Work to complete: Write out all of the material below word for word, leaving out any pictures.

Stored data:
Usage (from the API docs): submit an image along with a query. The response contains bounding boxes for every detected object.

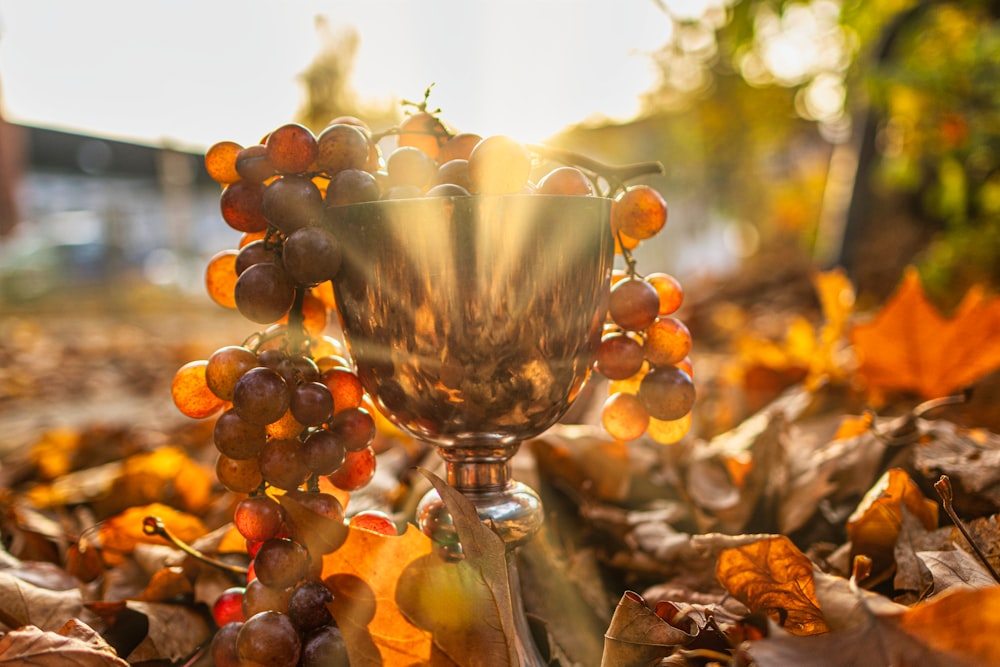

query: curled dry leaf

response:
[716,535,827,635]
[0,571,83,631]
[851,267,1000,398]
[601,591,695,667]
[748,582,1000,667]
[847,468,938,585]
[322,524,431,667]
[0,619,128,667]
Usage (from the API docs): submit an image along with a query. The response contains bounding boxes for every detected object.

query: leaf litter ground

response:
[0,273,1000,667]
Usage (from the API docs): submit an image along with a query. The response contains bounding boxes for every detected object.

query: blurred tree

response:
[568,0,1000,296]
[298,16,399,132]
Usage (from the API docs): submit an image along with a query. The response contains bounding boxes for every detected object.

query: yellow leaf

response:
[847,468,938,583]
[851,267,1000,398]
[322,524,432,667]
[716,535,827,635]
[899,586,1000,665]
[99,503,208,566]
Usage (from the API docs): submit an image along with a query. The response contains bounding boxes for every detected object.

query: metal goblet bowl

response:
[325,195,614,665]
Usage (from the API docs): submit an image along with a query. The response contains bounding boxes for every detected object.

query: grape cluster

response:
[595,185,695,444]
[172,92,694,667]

Task answer:
Usage (from the API docs): submit an image along with a query. The response contains bounding boxes for every detected object.


query: curled dry leaf

response:
[716,535,827,635]
[0,571,83,631]
[851,267,1000,398]
[601,591,695,667]
[748,582,1000,667]
[847,468,938,585]
[322,524,431,667]
[0,619,128,667]
Usage (from the API docs): submit an image along with a query. The response contains bounding boxes for every detected object.

query: leaf litter ground

response:
[0,273,1000,667]
Usage (from the API docs): submit an image along with a query. The response contains bounding boxes for every detected object.

query: blurred tree

response:
[568,0,1000,296]
[298,16,399,132]
Usage (from the API docs): submit an image along with a query. The response contains bounding boxes for every detected object.

query: yellow leaf

response:
[847,468,938,583]
[851,267,1000,398]
[322,524,432,667]
[716,535,827,635]
[899,586,1000,665]
[99,503,208,566]
Usage (from the API docs): submit an image along with a query. The response contains bounding boxes for every detected object.

query: metal goblet bowl

response:
[325,195,614,665]
Usage (from the API docs): submit an image along with a query. The response contains bounding boxes for every detected object.

query: grape cluster

response:
[595,185,695,444]
[172,92,694,667]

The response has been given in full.